[Start of section]

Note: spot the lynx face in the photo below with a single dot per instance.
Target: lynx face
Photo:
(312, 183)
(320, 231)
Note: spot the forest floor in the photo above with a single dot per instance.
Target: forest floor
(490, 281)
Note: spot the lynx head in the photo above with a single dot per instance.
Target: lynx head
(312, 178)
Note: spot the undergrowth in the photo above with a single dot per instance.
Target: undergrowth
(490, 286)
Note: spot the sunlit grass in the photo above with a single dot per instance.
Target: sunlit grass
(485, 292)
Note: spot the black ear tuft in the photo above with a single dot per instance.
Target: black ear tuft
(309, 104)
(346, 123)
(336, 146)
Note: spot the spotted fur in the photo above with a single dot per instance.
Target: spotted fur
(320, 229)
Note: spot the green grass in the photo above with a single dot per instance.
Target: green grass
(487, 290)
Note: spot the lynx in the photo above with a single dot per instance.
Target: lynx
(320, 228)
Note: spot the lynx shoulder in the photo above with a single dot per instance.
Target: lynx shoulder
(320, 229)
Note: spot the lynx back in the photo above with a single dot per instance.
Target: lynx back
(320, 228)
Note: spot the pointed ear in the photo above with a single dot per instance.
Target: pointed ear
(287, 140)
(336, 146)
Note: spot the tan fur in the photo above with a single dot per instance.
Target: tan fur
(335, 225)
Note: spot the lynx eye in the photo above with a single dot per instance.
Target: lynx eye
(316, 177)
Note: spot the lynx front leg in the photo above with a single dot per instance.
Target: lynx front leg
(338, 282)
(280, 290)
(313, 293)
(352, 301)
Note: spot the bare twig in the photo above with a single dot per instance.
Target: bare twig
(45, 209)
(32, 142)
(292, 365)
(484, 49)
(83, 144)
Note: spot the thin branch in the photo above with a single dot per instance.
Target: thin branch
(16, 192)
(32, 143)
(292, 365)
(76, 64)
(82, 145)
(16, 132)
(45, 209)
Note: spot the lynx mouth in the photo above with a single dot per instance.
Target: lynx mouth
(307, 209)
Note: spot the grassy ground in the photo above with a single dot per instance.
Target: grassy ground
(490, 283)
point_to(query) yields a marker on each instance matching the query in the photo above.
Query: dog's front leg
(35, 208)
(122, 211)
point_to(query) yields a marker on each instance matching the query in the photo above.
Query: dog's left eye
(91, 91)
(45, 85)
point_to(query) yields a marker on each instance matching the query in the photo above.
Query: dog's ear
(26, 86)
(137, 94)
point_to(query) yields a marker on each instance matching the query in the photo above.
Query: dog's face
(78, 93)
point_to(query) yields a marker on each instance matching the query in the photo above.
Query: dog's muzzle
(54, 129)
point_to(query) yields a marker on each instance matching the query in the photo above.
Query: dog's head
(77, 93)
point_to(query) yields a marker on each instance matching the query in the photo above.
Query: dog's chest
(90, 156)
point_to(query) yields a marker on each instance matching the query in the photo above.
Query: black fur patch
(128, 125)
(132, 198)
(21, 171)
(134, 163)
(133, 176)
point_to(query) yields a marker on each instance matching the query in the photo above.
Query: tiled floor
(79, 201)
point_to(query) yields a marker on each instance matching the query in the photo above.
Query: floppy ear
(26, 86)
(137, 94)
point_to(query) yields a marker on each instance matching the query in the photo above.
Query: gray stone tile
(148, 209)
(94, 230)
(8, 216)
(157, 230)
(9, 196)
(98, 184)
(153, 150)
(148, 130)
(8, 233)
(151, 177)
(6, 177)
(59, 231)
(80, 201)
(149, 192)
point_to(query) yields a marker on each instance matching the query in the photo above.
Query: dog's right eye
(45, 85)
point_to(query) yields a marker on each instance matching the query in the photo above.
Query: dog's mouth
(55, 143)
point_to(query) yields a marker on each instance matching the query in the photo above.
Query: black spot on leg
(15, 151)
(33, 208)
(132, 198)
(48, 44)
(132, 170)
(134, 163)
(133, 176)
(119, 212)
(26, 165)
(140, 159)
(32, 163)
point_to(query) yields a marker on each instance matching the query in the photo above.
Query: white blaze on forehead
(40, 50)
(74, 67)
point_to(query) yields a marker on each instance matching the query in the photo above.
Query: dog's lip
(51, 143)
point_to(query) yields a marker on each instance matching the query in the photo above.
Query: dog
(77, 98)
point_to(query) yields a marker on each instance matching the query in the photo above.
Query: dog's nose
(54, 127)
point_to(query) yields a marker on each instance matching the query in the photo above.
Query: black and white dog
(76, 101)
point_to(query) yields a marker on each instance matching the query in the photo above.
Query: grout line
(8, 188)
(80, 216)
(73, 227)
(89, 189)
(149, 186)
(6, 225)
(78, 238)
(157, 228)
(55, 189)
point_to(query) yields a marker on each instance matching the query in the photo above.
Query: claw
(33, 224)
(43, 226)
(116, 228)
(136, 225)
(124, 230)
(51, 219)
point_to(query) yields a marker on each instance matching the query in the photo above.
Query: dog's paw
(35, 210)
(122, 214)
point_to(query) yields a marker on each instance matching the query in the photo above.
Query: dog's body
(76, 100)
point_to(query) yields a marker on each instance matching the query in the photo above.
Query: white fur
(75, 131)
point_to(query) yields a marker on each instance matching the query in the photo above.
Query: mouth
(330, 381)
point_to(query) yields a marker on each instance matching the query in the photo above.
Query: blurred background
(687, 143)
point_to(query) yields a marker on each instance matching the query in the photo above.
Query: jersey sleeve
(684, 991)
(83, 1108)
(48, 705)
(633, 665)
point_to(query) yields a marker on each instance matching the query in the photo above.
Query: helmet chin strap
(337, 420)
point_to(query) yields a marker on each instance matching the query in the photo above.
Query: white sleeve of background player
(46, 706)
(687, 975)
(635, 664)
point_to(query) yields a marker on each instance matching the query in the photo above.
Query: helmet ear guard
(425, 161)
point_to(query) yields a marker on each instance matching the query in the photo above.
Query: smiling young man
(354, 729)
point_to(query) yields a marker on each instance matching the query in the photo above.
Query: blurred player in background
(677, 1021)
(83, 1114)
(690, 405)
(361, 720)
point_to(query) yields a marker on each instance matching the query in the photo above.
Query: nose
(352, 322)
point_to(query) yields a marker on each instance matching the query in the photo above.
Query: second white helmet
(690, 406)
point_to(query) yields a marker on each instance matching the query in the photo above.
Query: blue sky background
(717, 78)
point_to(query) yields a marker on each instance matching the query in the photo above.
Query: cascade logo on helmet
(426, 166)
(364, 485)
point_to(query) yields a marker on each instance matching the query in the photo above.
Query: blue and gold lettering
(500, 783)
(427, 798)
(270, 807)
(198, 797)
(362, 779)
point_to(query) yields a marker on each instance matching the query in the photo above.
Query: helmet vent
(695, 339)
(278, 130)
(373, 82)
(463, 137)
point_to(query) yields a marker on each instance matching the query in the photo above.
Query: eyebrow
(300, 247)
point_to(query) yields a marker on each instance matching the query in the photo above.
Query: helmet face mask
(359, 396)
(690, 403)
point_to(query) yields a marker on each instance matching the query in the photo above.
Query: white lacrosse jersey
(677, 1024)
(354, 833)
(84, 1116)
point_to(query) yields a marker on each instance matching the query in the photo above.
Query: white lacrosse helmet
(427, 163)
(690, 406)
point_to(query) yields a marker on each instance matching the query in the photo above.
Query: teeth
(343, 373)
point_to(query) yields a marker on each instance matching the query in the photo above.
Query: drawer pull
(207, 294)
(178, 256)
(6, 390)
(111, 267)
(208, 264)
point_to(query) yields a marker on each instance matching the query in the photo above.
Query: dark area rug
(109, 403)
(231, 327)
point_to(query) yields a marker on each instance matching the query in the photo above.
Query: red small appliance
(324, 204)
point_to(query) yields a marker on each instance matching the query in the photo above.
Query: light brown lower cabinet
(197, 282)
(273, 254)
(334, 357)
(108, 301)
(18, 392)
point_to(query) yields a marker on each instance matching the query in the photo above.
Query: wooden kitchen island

[End of section]

== Activity ==
Would you give the entries back word for word?

== Answer area ==
Note: spot the lynx face in the photo below with a single dot per instance.
Target: lynx face
Photo:
(312, 183)
(320, 231)
Note: spot the forest floor in the photo above with a single dot per instance.
Target: forest floor
(490, 281)
Note: spot the lynx head in the photo above with a single dot per instance.
Target: lynx head
(312, 178)
Note: spot the undergrowth in the photo above with a single dot per instance.
Target: undergrowth
(490, 286)
Note: spot the sunlit grass in the photo above with a single dot per instance.
Target: sunlit grass
(485, 292)
Note: spot the black ear tuft in the photo above with a single dot per instance.
Target: black ear tuft
(309, 104)
(346, 123)
(336, 146)
Note: spot the spotted fur in the photo above with a single dot per instance.
Target: spotted fur
(320, 229)
Note: spot the green grass in the photo above with a single dot per instance.
Target: green grass
(487, 290)
Note: spot the lynx in the photo above with a single dot per instance.
Target: lynx
(320, 228)
Note: spot the lynx shoulder in the photo above with a single dot per instance.
Target: lynx shoulder
(320, 229)
Note: spot the lynx back in the photo above with a single dot per instance.
Target: lynx back
(320, 228)
Note: spot the pointed ear in the photo above with a single dot per instance.
Target: pointed ear
(287, 140)
(336, 146)
Note: spot the tan fur in the photo above with a single dot per instance.
Target: tan fur
(335, 225)
Note: spot the lynx eye in the photo above with a single dot per instance.
Target: lynx eye
(316, 177)
Note: spot the lynx front leg in the photo above with a single dot per instance.
Target: lynx front leg
(338, 282)
(280, 290)
(313, 293)
(352, 301)
Note: spot the bare twig in the photo above with a single dot per instance.
Target: bare twig
(45, 209)
(32, 142)
(292, 365)
(484, 49)
(83, 144)
Note: spot the thin branch in the photo above with a single dot per instance.
Target: thin branch
(16, 192)
(32, 143)
(292, 365)
(76, 64)
(82, 145)
(16, 132)
(45, 209)
Note: spot the lynx mouth in the photo above with a single dot per instance.
Target: lynx mouth
(307, 209)
Note: spot the grassy ground in the photo above with a single dot per instance.
Target: grassy ground
(490, 283)
point_to(query) yields a marker on each instance matching the query in the photo above.
Query: dog's front leg
(35, 208)
(122, 211)
point_to(query) yields a marker on each instance matching the query in the photo above.
Query: dog's left eye
(91, 91)
(45, 85)
point_to(query) yields a marker on each instance matching the query in the photo above.
Query: dog's ear
(26, 86)
(137, 94)
point_to(query) yields a marker on each instance matching the query in the photo above.
Query: dog's face
(78, 93)
point_to(query) yields a marker on each instance matching the query in the photo above.
Query: dog's muzzle
(54, 129)
point_to(query) yields a marker on each instance matching the query in the photo above.
Query: dog's head
(77, 93)
point_to(query) yields a marker on each instance matching the query in the photo above.
Query: dog's chest
(90, 156)
point_to(query) yields a marker on each instance matching the query in the photo above.
Query: black fur patch
(128, 125)
(132, 198)
(21, 171)
(134, 163)
(133, 176)
point_to(query) yields a marker on each instance matching the query in the photo above.
Query: tiled floor
(79, 201)
point_to(query) yields a marker on each instance matching the query in the photo above.
Query: floppy ear
(26, 86)
(137, 94)
point_to(query) yields a marker on each instance matching the query in the photo above.
Query: gray stone tile
(148, 209)
(94, 230)
(8, 216)
(157, 230)
(9, 196)
(98, 184)
(153, 150)
(148, 130)
(8, 233)
(151, 177)
(6, 177)
(59, 231)
(80, 201)
(149, 192)
point_to(query) yields a marker on each instance matching the query in the photo above.
Query: dog's right eye
(45, 85)
point_to(query) yields a marker on each instance matching the query in the photo above.
Query: dog's mouth
(55, 143)
point_to(query) yields a marker on each instance matching the query in the photo above.
Query: black spot on leg
(15, 151)
(33, 208)
(132, 198)
(48, 44)
(132, 170)
(134, 163)
(133, 176)
(119, 212)
(26, 165)
(140, 159)
(32, 163)
point_to(query) yields a marker on each instance matching the query in the photo above.
Query: white blaze on forehead
(40, 50)
(74, 67)
point_to(query) yields a marker on each instance matching the query in the photo above.
Query: dog's lip
(51, 143)
point_to(query) yields a marker on each instance matching the query in the photo above.
Query: dog
(77, 98)
point_to(query) yields a marker on each instance matching the query in the photo above.
Query: dog's nose
(54, 127)
point_to(query) yields a marker on each instance matching the query in the photo above.
Query: black and white dog
(76, 101)
point_to(query) yields a marker on each instance matching the query in the photo above.
Query: grout line
(8, 188)
(80, 216)
(73, 227)
(89, 189)
(149, 186)
(6, 225)
(78, 238)
(157, 228)
(55, 189)
point_to(query) yields a marker on each instance matching the query in the photo above.
Query: claw
(33, 224)
(43, 226)
(116, 228)
(136, 225)
(124, 230)
(51, 219)
point_to(query) yields a marker on each instance matching the query in the photo above.
Query: dog's paw
(35, 210)
(122, 214)
point_to(query) yields a marker on each instance matching the query in the photo above.
Query: dog's body
(76, 100)
point_to(query) yields a marker on each instance matching the query in the photo above.
Query: white fur
(75, 131)
point_to(query) yields a marker on each instance matching the query in the photo above.
Query: mouth
(330, 381)
point_to(query) yields a marker on each instance matching the query in the photo above.
Query: blurred background
(687, 143)
point_to(query) yields a marker on each instance matching the query in the photo above.
Query: jersey sleeve
(684, 991)
(83, 1108)
(48, 705)
(633, 665)
point_to(query) yields a marker on each instance matching the query in the photo above.
Query: helmet chin strap
(337, 420)
point_to(query) yields a marker on each instance matching the query in the photo above.
Query: white sleeve of background player
(46, 706)
(687, 975)
(635, 664)
point_to(query) yields a marker on each instance matching the query in the photo above.
Query: helmet ear guard
(425, 161)
point_to(query) yields a marker on each instance matching the query in the photo above.
Query: smiling young man
(354, 729)
point_to(query) yields a marker on each instance matching the query in the photo above.
Query: blurred player in background
(677, 1021)
(83, 1114)
(690, 405)
(361, 720)
point_to(query) yields a marker on each instance matching the query in the photo above.
Query: nose
(352, 322)
point_to(query) yields a marker on each instance matching the query in the photo above.
Query: second white helmet
(690, 406)
point_to(query) yields a marker on each instance matching the query in the photo above.
Query: blue sky background
(717, 78)
point_to(query) yields a marker on each instance matching the query in the photo above.
Query: cascade logo on helmet
(426, 166)
(364, 485)
point_to(query) yields a marker on each instance matching the query in the photo above.
Query: blue and gold lettering
(500, 783)
(427, 798)
(270, 807)
(198, 797)
(362, 779)
point_to(query) yields a marker on each instance matching the query in the photo above.
Query: helmet vent
(695, 339)
(278, 130)
(373, 82)
(463, 137)
point_to(query) yields a marker on each instance matching the query in the photo above.
Query: eyebrow
(300, 247)
point_to(query) yields a marker on each instance matching the query in the photo above.
Query: helmet face mask
(359, 396)
(690, 403)
point_to(query) yields a marker on each instance matching the query in the photo above.
Query: white lacrosse jersey
(677, 1024)
(354, 833)
(84, 1116)
point_to(query) yields a marker on each instance matching the query in the photo above.
Query: white lacrosse helmet
(427, 163)
(690, 406)
point_to(query) yields a marker on each instance matching the query in the photo above.
Query: teeth
(343, 373)
point_to(query) yields a marker on each instance matching the query in the photo above.
Query: drawer pull
(207, 294)
(178, 256)
(6, 390)
(111, 267)
(208, 264)
point_to(query) yields a marker on each instance matching the query in the photo above.
Query: dark area rug
(109, 403)
(231, 327)
point_to(query) yields a marker on each instance matching the query in the photo above.
Query: red small appliance
(324, 204)
point_to(query) yields a marker on each instance matching the query in the photo above.
Query: light brown lower cabinet
(197, 282)
(273, 254)
(334, 357)
(108, 301)
(18, 392)
point_to(query) yields a marker on each instance matching the query in the photo above.
Query: wooden kitchen island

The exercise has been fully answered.